— Descrizione del compito —
Riproduca fedelmente, riga per riga, tutti i record riportati qui sotto, tralasciando le immagini.

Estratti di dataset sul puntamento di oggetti
════
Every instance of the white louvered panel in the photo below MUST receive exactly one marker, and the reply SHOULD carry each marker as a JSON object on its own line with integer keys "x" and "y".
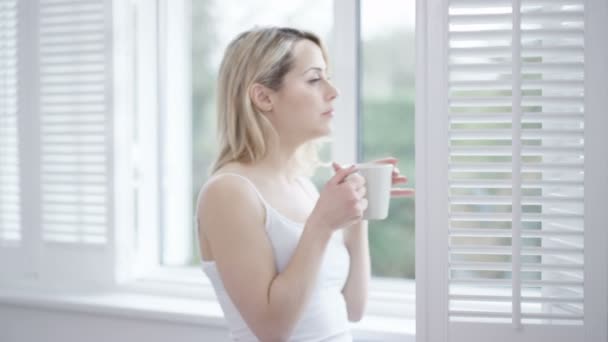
{"x": 479, "y": 150}
{"x": 480, "y": 79}
{"x": 74, "y": 122}
{"x": 10, "y": 227}
{"x": 566, "y": 149}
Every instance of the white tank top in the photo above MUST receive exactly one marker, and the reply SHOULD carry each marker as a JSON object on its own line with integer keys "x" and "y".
{"x": 324, "y": 317}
════
— Compito svolto —
Every instance of the white louvered panel in the photo below MUST receive exactly one marker, and the reply SHOULD carry each marker as a JSON object on its own line with integer keys "x" and "y".
{"x": 479, "y": 150}
{"x": 480, "y": 79}
{"x": 74, "y": 122}
{"x": 10, "y": 227}
{"x": 566, "y": 149}
Every instance of the white tank top in the photo above MUST receive exactly one marker, and the reply SHOULD carry each marker as a JSON object on its own line with integer keys "x" and "y".
{"x": 324, "y": 317}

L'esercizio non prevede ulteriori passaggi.